## EXERCISE BRIEF
Return each record shown below exactly, with none omitted.

(Point-per-instance localization data)
Start of Block

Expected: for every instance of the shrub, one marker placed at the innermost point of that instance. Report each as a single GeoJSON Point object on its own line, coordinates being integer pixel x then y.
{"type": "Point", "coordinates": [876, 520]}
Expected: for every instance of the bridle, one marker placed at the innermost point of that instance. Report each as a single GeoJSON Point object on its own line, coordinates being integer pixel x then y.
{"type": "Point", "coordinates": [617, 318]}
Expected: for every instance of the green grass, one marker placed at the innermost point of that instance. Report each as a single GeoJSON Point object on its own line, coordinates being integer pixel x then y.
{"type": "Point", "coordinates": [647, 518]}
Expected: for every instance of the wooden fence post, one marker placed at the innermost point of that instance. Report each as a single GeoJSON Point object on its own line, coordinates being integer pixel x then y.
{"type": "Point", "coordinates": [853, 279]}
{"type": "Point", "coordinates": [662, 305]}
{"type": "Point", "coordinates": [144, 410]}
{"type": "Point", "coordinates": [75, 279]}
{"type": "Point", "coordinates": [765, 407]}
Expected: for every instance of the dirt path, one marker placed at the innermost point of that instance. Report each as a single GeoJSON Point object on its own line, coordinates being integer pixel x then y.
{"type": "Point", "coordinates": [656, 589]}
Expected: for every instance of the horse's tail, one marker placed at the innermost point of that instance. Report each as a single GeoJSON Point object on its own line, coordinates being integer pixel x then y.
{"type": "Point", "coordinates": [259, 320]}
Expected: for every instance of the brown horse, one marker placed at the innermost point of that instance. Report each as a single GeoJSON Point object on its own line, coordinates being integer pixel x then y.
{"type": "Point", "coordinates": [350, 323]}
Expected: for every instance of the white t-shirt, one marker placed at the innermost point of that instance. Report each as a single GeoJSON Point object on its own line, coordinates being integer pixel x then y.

End of Block

## REPLY
Expected: for every instance of the shrub, one marker placed at the innermost point of that instance. Report each as a single GeoJSON Point object on its own line, coordinates being integer pixel x then y.
{"type": "Point", "coordinates": [876, 520]}
Expected: for every instance of the bridle, one marker placed at the innermost point of that instance. Report each as a single GeoJSON Point object on its own line, coordinates being integer pixel x then y.
{"type": "Point", "coordinates": [617, 318]}
Expected: for every instance of the green grass, one marker placed at the innermost point of that instance. Report each as a single GeoJSON Point object on its own line, coordinates being integer pixel x then y.
{"type": "Point", "coordinates": [647, 518]}
Expected: for every instance of the wooden fence post, one marker placed at the innermost point of that instance. Report each as a single GeoJSON Point object on its own line, coordinates being integer pixel x then y.
{"type": "Point", "coordinates": [853, 279]}
{"type": "Point", "coordinates": [662, 305]}
{"type": "Point", "coordinates": [144, 410]}
{"type": "Point", "coordinates": [75, 279]}
{"type": "Point", "coordinates": [765, 407]}
Expected: for every instance of the dirt path, one marker placed at the innermost point of that instance. Report each as a single GeoJSON Point object on its own line, coordinates being integer pixel x then y.
{"type": "Point", "coordinates": [656, 589]}
Expected: for every instance of the horse's tail, one marker placed at the innermost point of that instance. Report each as a single GeoJSON Point object on its own line, coordinates being integer pixel x then y.
{"type": "Point", "coordinates": [259, 320]}
Expected: for every instance of the brown horse, one marker placed at the innermost point of that instance. Report each as a single GeoJSON Point object on its own line, coordinates being integer pixel x then y.
{"type": "Point", "coordinates": [350, 323]}
Expected: for every instance of the white t-shirt, one marker placed at the innermost point of that instance. Report each as a single GeoJSON Point object on its own line, coordinates being integer pixel x then y.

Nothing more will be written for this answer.